They’re twins, identical to be exact. And, frankly, that makes them kind of a big deal.
Monozygotic twinning that is to say, when a single fertilized egg forms two separate embryos is known to occur in only a handful of animals. Even then, as with humans, it can be a pretty rare phenomenon with identical twins being born about 3 out of every 1,000 births.
When it comes to our canine companions though, identical twins have been unheard of.
Kurt de Cramer, a veterinarian in South African, was performing a fairly routine Cesarean section on an Irish wolfhound mom-to-be when he saw something he’d never seen before. Two of the puppies, both males, had umbilical chords sharing the same placenta; that, along with other signs, hinted that they actually shared the same DNA, too.
“When I realized that the puppies were of the same gender and that they had very similar markings, I also immediately suspected that they might be identical twins having originated from the splitting of an embryo,” de Cramer told BBC.
Fortunately, they were both delivered healthy.
Blood tests would later back up de Cramer’s suspicionsvthe puppies had identical DNA profiles. “Monozygotic twinning has not previously been genetically confirmed in the dog,” researchers wrote in a study on the findings.
While these puppies are the first confirmed case of identical twin dogs, there’s a chance others are out there. Truth is, without seeing puppies in utero or comparing their DNA later on, it would be difficult to determine if two pups were actually monozygotic twins.
“It has taken so long for us to find a monozygotic pair, so they are probably rare,” researcher Carolynne Joone said. “But so many of them will have been born naturally and blissfully unaware.”
And it’s hard to beat the bliss of puppies, identical or not.

Action item:
Extract the passage of the text on identical twin puppies between "Kurt de Cramer, a" and "same DNA, too.", inclusive. The data that comes next is unrelated material, separate from the text above.

Data extracts:

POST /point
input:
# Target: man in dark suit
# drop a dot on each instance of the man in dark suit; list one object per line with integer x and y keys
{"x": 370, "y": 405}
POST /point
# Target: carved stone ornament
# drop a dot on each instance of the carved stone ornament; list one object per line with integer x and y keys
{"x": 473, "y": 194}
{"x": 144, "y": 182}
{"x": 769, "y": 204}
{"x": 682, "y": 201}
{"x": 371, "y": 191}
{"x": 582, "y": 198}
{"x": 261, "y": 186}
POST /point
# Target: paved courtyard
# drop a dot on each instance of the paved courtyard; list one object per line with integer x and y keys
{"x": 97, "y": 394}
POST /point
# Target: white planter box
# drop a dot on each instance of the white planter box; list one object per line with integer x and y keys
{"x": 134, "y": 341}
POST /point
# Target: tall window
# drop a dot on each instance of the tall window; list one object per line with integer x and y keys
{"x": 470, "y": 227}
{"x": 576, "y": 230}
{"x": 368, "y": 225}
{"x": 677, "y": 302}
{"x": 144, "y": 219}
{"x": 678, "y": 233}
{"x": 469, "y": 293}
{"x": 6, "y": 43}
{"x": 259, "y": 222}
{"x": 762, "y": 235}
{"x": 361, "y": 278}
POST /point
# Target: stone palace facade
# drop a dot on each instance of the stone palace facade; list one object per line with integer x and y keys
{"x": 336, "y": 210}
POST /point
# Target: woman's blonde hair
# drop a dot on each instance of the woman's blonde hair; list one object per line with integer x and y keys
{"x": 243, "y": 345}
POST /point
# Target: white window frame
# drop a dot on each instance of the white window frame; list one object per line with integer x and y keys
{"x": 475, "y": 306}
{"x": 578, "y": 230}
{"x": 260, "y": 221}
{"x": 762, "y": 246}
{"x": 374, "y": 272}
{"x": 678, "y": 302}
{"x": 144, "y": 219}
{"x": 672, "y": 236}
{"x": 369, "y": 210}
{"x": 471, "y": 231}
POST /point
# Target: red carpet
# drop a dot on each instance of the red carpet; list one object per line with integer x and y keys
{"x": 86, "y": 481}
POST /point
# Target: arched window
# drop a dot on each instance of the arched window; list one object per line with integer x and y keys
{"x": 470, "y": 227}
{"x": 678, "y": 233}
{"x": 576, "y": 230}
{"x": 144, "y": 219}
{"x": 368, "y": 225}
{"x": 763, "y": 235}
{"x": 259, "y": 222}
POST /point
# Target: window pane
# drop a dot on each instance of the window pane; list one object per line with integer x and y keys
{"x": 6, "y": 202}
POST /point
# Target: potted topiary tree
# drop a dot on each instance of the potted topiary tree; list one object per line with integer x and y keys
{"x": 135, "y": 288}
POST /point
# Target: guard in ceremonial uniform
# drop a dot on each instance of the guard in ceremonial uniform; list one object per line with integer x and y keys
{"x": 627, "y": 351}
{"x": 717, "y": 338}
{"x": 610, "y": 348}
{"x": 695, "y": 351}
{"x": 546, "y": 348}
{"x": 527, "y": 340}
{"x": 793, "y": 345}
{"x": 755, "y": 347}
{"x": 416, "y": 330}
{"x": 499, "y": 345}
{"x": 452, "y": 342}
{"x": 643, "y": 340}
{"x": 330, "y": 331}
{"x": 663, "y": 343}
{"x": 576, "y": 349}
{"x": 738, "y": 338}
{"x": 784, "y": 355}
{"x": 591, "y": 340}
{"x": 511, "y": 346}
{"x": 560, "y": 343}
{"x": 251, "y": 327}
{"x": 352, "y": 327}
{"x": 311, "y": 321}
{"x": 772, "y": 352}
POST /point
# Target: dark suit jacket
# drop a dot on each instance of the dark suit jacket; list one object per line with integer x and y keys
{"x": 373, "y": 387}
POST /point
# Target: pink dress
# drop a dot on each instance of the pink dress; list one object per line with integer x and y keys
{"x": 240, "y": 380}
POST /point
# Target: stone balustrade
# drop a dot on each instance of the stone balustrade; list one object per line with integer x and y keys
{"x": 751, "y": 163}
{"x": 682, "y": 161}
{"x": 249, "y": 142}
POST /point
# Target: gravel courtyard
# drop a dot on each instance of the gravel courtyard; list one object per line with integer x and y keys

Result of this exercise:
Kurt de Cramer, a veterinarian in South African, was performing a fairly routine Cesarean section on an Irish wolfhound mom-to-be when he saw something he’d never seen before. Two of the puppies, both males, had umbilical chords sharing the same placenta; that, along with other signs, hinted that they actually shared the same DNA, too.